Defendemos em 1994 que em relação a crimes cometidos com violência, se deveria
prever apenas o crime de coacção sexual punível com uma moldura superior à actual,
uma moldura de 3 a 10 anos, actualmente aplicável ao crime de violação. Este
crime ficaria assim subsumido naquele, tendo como vítimas mulheres e homens,
e como agentes homens e mulheres.
A tipificação de um crime especial de que são vítimas apenas as mulheres, está
longe de representar uma discriminação positiva. Bem pelo contrário.
A solução que propusemos em 1994 é preferível à hoje propugnada pelo Governo
que corre o risco de ser ainda insuficiente, e de deixar esvaziado o crime de
coacção sexual.
Senhor Presidente
Senhor Ministro da Justiça
Senhores Deputados:
Batemo-nos em 1994 por que fosse introduzido um novo capítulo relativo às infracções
laborais.
Na verdade, entendemos que há hoje comportamentos insuportáveis à vida em sociedade,
que violam bens jurídicos dos trabalhadores que não podem ser punidos apenas
com uma coima.
Já no Acordo Económico e Social de 1991 e que era a reformulação do ilícito
criminal em matéria de direito de trabalho.
Não só isto não foi cumprido como foram rejeitadas as propostas de criminalização
apresentadas pelo PCP as relativas ao incumprimento de normas de Higiene Segurança
e Saúde no Trabalho, causadoras de mortes e de graves sequelas físicas e psíquicas
nos trabalhadores, como se piorou, no actual Código a tipificação do crime de
exploração do trabalho infantil, hoje muito dificilmente enquadrável no artigo
152º do Código Penal.
Nestas matérias como noutras que rigorosamente se devem definir, de acordo com
a importância do bem jurídico definido pela ordem axiológica constitucional,
entende o P.C.P. que é tempo de enveredar pelo caminho de outros Códigos, como
o Código Espanhol e o Código Francês que procederam à neocriminalização de algumas
condutas violadoras de direitos dos trabalhadores.
No que propomos ficamos ainda atrás destes Códigos que criminalizaram, por exemplo:
atentados dolosos à estabilidade no emprego, aí se incluindo a contratação a
termo
A neocriminalização na área do Direito do Trabalho,tem um importante efeito
dissuasor, que deve assinalar-se.
Com efeito, tal como afirma a doutrina espanhola, em matéria de direito penal
do trabalho, as penas de privação da liberdade podem até ser de duração muito
limitada, pois os seus destinatários são pessoas " muito sensíveis à privação
da liberdade e à perda do status com que se relaciona A eficácia intimidatória
da prisão, inclusive de muito curta duração, é especialmente temida nos agentes
que violam direitos dos trabalhadores, segundo revelam investigações criminológicas
levadas a cabo nos mais diversos âmbitos geográficos.

Entradas de dados ▸
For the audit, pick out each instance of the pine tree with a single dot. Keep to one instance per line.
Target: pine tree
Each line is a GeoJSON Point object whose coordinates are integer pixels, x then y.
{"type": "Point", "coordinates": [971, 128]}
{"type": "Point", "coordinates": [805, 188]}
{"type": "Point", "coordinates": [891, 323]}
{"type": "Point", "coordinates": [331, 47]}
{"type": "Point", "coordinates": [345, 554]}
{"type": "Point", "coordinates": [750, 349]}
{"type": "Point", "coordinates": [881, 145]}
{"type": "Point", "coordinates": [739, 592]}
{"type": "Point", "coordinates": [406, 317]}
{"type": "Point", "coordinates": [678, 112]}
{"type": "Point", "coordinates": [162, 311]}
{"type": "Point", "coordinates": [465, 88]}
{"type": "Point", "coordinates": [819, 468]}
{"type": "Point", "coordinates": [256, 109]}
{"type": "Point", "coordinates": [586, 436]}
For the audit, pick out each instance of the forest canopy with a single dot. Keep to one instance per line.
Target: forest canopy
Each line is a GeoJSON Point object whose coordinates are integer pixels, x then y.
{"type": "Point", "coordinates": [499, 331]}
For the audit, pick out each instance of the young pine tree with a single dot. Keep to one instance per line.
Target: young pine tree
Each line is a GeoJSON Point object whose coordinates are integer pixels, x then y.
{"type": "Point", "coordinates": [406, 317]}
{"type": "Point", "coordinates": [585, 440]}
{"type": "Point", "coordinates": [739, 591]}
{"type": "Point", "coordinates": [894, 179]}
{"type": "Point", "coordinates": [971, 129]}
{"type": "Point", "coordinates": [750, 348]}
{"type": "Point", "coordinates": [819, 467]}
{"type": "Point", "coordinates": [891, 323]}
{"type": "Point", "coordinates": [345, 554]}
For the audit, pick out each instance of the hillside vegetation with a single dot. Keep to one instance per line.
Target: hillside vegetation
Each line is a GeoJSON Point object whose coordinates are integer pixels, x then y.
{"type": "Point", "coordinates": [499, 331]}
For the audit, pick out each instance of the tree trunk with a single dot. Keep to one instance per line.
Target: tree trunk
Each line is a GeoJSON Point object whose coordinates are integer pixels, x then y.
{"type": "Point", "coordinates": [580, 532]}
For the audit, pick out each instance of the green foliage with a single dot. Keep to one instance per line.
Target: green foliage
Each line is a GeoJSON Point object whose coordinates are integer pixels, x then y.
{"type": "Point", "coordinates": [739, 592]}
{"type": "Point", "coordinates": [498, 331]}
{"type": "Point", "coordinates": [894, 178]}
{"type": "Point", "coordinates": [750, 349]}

O que fazer ▸
a) Responda, com base no discurso sobre o Código Penal, às perguntas seguintes:
(i) Que moldura penal se defendeu em 1994 para o crime de coacção sexual?
(ii) Que Códigos são apontados como exemplo de neocriminalização de condutas contra os direitos dos trabalhadores?
(iii) Em que artigo do Código Penal se diz ser hoje muito difícil enquadrar a exploração do trabalho infantil?
b) Diga se cada afirmação está de acordo com o discurso sobre o Código Penal, e cite as palavras que o comprovam:
(i) A solução proposta em 1994 previa como vítimas apenas mulheres.
(ii) A neocriminalização na área do Direito do Trabalho tem um efeito dissuasor.
(iii) Nesta matéria, as penas de prisão têm de ser longas para serem eficazes.
c) Extraia do discurso sobre o Código Penal, sem mudar nada, o trecho que vai de "No que propomos" a "diversos âmbitos geográficos.".

Soluções ▸
a)
(i) Uma moldura de 3 a 10 anos.
(ii) O Código Espanhol e o Código Francês.
(iii) No artigo 152º.

b)
(i) Não: "tendo como vítimas mulheres e homens".
(ii) Sim: "tem um importante efeito dissuasor".
(iii) Não: "as penas de privação da liberdade podem até ser de duração muito limitada".

c)
No que propomos ficamos ainda atrás destes Códigos que criminalizaram, por exemplo:
atentados dolosos à estabilidade no emprego, aí se incluindo a contratação a
termo
A neocriminalização na área do Direito do Trabalho,tem um importante efeito
dissuasor, que deve assinalar-se.
Com efeito, tal como afirma a doutrina espanhola, em matéria de direito penal
do trabalho, as penas de privação da liberdade podem até ser de duração muito
limitada, pois os seus destinatários são pessoas " muito sensíveis à privação
da liberdade e à perda do status com que se relaciona A eficácia intimidatória
da prisão, inclusive de muito curta duração, é especialmente temida nos agentes
que violam direitos dos trabalhadores, segundo revelam investigações criminológicas
levadas a cabo nos mais diversos âmbitos geográficos.